### Exercise directions:
The required output is the line containing "Point out the bus side mirror, providing" through the final line of the material below, printed exactly, with no other lines.

### Extracted records:

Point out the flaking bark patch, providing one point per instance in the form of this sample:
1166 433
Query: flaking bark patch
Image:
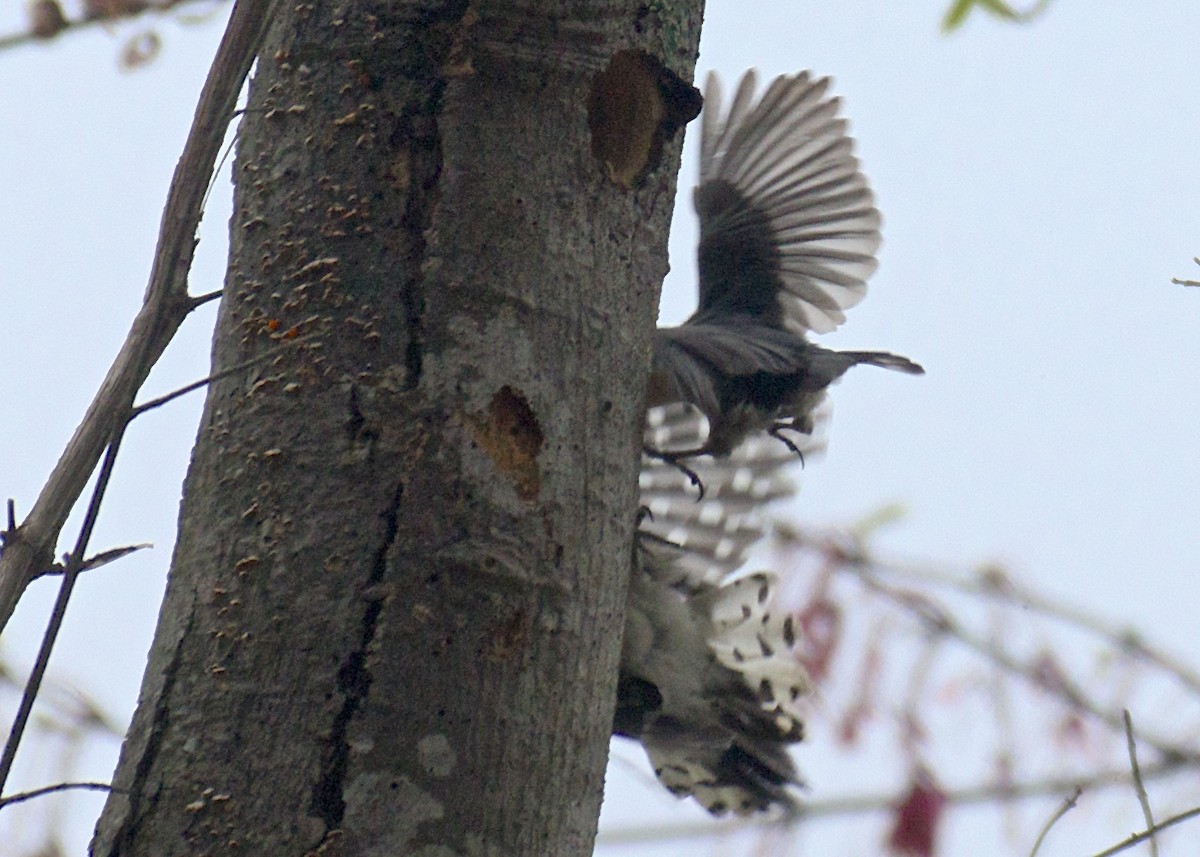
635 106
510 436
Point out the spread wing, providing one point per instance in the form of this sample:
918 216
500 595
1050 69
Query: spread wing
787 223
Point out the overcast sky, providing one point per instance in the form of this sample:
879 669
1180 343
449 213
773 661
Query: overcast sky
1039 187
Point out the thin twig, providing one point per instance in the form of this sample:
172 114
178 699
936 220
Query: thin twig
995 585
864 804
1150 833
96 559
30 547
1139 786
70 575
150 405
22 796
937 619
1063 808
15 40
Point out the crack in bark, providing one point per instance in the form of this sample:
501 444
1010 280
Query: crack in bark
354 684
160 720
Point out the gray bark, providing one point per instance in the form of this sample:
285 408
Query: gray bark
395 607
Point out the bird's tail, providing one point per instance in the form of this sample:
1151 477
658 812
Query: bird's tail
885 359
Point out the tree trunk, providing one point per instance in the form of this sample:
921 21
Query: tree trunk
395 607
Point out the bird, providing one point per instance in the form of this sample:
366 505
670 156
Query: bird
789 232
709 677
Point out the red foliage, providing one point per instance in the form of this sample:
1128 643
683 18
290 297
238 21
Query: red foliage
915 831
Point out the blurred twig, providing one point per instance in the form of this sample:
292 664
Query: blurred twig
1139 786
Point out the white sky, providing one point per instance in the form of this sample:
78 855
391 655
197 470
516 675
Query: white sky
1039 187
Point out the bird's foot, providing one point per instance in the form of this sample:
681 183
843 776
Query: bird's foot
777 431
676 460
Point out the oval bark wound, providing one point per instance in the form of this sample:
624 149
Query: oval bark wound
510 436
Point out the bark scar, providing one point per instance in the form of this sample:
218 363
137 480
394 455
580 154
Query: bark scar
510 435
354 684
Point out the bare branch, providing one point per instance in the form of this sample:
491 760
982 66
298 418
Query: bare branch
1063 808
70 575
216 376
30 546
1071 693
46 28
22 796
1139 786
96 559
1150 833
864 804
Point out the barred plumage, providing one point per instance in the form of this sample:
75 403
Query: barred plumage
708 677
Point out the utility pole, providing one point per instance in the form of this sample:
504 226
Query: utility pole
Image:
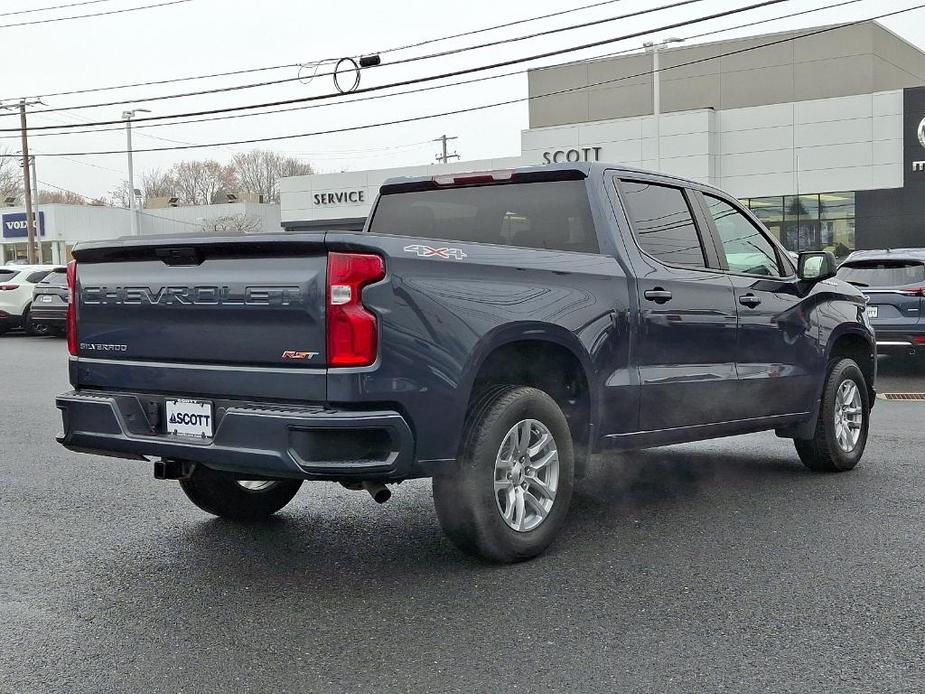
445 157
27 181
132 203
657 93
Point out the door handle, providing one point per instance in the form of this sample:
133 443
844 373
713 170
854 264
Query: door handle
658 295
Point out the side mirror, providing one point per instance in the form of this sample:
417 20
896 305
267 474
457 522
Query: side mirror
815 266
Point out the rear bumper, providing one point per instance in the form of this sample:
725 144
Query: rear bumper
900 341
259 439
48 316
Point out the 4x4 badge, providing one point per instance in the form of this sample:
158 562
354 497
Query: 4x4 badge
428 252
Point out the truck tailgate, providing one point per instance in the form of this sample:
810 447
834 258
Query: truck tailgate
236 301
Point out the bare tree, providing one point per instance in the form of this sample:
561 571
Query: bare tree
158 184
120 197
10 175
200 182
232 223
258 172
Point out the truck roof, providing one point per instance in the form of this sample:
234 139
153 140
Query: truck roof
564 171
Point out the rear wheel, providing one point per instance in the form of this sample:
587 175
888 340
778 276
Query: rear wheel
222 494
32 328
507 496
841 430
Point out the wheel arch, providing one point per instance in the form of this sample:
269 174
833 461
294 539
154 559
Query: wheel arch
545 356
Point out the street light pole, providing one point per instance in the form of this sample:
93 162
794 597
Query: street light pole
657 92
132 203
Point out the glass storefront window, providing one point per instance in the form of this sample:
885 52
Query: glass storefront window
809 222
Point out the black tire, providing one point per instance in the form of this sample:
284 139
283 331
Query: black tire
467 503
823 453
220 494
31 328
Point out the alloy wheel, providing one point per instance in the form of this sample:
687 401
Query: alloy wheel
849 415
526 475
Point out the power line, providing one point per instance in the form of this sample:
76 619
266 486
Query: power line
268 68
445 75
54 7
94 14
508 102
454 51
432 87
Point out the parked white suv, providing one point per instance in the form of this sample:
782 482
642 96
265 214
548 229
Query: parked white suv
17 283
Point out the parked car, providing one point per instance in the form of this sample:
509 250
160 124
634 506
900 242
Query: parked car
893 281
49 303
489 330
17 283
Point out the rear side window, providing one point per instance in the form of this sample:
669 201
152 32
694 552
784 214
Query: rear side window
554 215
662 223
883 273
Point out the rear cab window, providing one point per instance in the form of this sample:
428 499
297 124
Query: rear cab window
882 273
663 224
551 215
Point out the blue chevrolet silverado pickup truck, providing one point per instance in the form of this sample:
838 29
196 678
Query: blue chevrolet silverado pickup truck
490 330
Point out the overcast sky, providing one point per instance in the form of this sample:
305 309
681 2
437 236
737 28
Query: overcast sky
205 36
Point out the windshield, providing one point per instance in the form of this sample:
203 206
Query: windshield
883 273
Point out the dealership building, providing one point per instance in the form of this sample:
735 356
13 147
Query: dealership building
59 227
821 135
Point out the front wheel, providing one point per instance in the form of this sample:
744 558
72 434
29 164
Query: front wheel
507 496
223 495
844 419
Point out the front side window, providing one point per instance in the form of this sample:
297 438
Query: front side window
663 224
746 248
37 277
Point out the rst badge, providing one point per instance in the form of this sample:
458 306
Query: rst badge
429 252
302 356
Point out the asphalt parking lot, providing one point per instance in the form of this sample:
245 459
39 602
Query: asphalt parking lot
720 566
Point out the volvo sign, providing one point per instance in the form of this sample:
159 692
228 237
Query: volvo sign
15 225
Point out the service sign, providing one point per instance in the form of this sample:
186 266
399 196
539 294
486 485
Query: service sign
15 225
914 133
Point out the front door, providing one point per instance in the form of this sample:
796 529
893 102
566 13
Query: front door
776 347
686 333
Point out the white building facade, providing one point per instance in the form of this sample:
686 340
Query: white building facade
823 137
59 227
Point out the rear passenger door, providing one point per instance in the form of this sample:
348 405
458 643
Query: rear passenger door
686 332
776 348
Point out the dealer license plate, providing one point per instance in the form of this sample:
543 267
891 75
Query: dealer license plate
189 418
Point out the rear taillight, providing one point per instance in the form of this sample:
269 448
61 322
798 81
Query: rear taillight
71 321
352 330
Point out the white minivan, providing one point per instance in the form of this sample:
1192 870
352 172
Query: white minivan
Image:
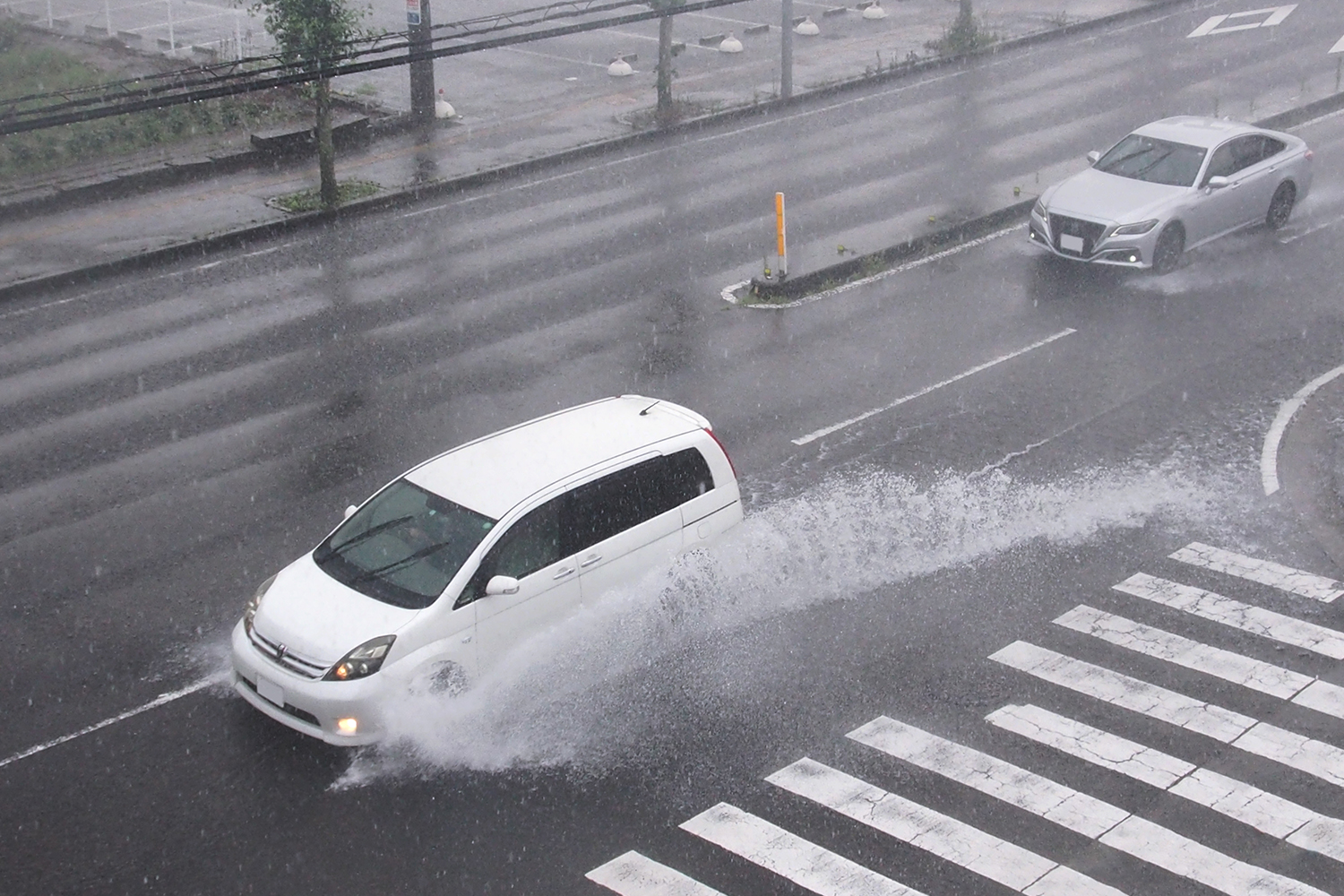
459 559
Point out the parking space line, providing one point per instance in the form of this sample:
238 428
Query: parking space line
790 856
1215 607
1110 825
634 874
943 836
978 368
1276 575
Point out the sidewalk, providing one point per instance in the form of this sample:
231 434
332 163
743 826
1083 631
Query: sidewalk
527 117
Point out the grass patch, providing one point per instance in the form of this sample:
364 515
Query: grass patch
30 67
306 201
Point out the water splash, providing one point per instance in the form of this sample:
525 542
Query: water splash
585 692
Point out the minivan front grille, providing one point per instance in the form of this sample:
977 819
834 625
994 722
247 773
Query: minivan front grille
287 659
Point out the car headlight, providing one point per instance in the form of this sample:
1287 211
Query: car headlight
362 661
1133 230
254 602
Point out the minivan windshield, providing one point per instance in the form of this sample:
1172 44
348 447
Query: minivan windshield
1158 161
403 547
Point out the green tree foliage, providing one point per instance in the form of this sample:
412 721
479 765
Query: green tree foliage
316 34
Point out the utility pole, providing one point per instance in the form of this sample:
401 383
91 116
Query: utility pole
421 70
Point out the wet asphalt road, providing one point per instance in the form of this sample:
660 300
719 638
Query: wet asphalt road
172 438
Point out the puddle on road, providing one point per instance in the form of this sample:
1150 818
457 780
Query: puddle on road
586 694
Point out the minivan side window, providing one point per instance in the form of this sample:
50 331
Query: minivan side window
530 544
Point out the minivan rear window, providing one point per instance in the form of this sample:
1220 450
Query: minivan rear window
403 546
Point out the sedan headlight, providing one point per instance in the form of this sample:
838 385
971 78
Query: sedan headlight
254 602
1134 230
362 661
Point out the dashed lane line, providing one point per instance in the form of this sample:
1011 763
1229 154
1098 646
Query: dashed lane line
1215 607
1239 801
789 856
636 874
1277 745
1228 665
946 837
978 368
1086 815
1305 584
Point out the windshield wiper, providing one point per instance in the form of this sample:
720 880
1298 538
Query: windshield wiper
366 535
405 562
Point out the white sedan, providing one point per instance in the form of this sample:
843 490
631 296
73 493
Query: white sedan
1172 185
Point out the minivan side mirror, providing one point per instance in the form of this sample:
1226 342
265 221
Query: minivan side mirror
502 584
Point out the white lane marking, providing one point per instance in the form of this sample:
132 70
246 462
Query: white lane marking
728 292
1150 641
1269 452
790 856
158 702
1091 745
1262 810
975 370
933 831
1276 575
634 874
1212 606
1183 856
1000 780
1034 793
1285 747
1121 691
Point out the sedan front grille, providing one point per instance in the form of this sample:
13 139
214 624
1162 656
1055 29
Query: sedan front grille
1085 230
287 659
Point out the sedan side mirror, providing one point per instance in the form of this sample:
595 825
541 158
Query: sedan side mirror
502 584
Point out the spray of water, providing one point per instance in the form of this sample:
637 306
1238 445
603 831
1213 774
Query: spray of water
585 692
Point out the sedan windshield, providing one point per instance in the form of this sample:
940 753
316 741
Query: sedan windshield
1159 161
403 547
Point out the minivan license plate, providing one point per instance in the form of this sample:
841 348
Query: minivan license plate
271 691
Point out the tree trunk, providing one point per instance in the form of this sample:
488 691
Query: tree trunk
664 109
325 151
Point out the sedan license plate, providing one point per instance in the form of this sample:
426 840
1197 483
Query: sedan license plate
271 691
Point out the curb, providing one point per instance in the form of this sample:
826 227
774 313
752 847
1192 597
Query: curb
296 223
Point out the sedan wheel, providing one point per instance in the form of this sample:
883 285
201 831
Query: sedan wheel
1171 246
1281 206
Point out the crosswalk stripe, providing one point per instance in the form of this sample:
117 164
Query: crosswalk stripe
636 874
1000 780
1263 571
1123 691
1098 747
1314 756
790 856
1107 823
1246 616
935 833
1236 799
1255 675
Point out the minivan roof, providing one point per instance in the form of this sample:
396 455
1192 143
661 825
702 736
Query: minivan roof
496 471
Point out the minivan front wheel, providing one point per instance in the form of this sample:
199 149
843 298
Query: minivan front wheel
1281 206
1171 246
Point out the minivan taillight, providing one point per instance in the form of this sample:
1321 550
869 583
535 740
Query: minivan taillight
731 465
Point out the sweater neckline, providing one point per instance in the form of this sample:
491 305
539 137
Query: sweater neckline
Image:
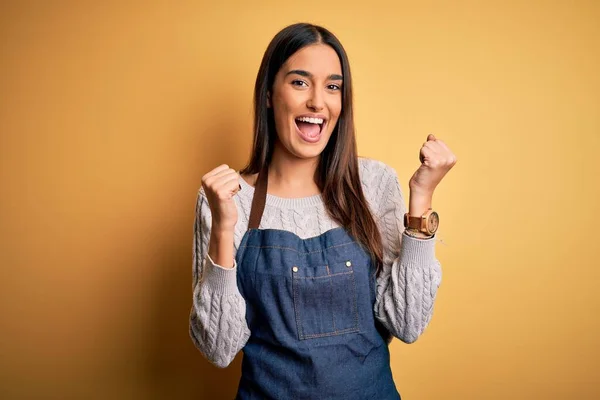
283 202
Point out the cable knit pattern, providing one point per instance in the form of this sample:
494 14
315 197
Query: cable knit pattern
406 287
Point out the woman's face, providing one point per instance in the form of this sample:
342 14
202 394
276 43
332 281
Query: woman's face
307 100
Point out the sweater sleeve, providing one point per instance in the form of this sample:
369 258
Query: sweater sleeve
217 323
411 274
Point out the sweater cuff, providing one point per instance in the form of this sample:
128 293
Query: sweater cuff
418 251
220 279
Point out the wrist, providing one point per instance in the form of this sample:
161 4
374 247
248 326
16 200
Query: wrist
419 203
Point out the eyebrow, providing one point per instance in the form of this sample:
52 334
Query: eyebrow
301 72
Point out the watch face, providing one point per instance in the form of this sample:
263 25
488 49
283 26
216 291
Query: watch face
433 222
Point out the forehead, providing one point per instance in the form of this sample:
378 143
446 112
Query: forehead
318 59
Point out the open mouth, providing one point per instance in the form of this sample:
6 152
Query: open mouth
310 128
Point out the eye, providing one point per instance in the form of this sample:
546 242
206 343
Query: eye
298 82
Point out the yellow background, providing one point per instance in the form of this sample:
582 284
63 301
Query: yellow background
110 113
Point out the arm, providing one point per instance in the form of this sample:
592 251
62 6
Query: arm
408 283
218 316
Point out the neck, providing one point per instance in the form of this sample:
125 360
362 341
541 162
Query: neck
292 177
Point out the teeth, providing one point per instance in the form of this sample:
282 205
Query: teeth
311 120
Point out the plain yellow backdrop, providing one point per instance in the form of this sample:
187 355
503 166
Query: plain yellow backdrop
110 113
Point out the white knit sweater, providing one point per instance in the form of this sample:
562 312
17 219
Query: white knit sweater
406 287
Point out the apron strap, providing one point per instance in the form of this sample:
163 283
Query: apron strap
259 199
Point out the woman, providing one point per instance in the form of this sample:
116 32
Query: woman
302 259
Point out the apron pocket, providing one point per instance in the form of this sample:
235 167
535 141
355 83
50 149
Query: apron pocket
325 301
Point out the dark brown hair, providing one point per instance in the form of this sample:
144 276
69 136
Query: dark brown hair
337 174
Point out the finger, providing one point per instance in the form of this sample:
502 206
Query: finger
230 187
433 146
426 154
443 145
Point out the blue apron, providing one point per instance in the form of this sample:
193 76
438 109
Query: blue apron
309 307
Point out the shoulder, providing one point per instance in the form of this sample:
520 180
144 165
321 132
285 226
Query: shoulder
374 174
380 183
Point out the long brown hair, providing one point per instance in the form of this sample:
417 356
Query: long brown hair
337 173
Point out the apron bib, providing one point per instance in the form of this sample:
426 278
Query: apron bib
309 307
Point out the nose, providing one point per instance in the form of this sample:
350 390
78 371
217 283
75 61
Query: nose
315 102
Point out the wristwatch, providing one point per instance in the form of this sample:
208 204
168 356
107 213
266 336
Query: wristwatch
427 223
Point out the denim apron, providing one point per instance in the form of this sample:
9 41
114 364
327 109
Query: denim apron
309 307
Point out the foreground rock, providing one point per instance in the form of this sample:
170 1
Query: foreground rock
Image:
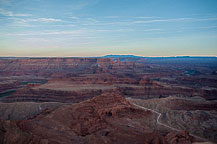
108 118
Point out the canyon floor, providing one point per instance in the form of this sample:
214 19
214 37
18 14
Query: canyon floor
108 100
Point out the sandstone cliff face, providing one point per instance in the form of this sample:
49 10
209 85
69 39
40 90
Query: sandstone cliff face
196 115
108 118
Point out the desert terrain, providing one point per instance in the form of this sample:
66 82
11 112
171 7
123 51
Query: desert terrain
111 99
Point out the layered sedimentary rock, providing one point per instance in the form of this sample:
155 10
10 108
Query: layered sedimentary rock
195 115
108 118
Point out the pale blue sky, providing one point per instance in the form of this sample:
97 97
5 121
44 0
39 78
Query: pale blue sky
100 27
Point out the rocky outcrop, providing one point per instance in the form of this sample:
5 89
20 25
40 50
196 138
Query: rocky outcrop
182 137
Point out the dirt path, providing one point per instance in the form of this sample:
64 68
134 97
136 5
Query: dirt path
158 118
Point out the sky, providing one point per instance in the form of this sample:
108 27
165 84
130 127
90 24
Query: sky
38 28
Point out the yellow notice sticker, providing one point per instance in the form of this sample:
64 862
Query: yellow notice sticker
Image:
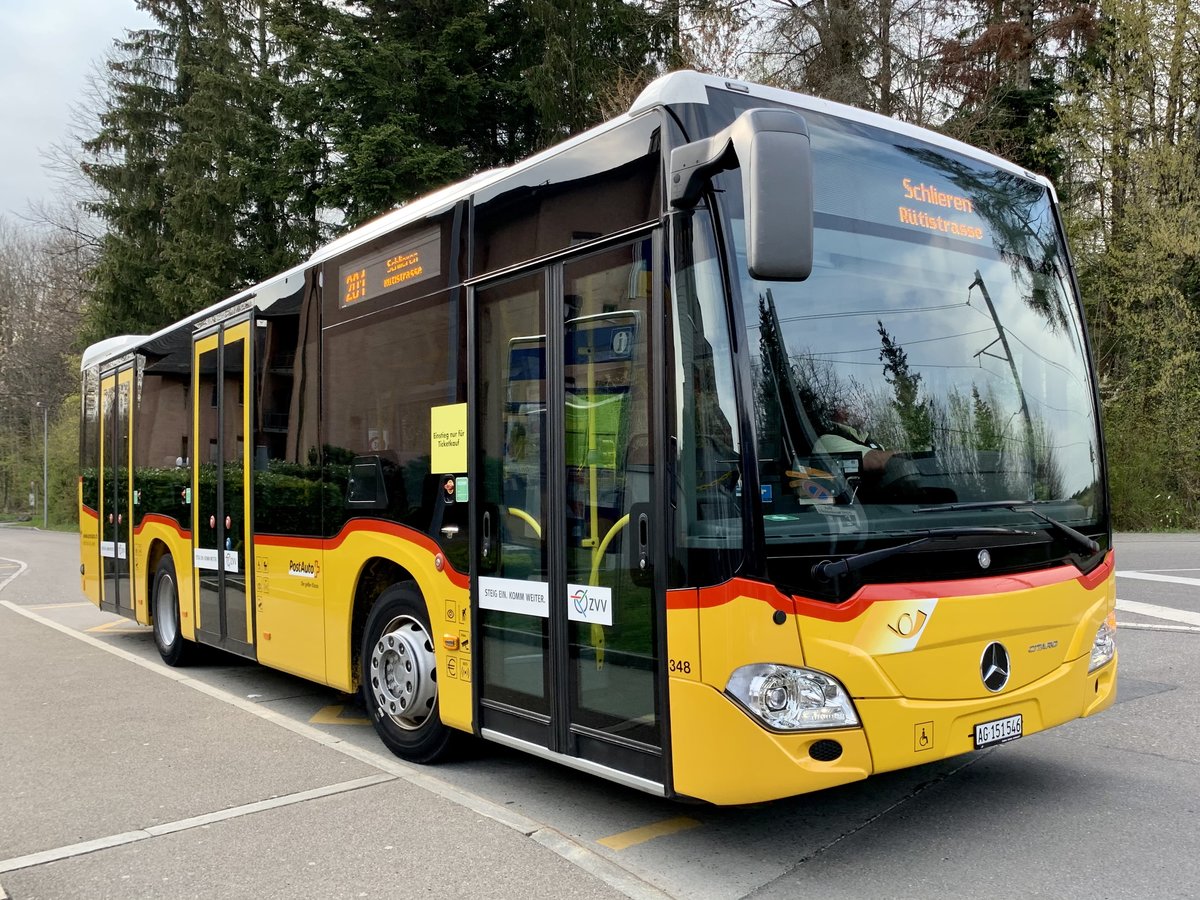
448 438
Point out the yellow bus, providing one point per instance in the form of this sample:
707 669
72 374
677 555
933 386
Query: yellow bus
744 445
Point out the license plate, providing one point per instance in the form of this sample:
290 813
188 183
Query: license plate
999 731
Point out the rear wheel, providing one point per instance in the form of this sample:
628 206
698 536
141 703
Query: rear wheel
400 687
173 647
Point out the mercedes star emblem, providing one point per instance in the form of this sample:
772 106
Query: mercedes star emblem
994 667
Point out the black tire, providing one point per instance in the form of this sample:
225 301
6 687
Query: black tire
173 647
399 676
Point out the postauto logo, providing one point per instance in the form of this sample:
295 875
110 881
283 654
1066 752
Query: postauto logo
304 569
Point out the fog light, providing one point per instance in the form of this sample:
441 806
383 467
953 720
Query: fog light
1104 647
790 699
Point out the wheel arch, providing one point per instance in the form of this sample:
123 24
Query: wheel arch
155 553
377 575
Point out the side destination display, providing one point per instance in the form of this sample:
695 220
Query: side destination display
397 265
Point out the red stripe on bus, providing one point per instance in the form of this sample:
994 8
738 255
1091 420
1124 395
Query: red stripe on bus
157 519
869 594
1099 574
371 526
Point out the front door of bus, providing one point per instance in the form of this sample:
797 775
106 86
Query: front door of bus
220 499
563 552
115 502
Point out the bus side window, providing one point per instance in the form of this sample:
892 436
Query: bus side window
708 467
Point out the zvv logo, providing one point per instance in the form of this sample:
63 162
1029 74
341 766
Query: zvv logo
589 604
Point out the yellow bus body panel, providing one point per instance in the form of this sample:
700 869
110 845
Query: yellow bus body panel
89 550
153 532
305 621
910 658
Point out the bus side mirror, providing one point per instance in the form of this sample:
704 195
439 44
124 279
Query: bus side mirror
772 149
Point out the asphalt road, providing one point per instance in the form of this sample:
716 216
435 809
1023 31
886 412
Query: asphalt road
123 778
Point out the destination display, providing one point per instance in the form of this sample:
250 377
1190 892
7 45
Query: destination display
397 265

### Exercise response:
Point out the bus side mirror, providing one point per instance in the form of this sample:
704 195
439 44
124 279
Query: bus side mirror
772 149
Point out the asphalt road, providing one point per instance in the form of this sample:
716 216
435 809
1023 31
886 412
Query: asphalt road
123 778
Point out the destination display, providing one point per instance in the form of this sample:
250 377
1190 892
7 45
Query: destination display
397 265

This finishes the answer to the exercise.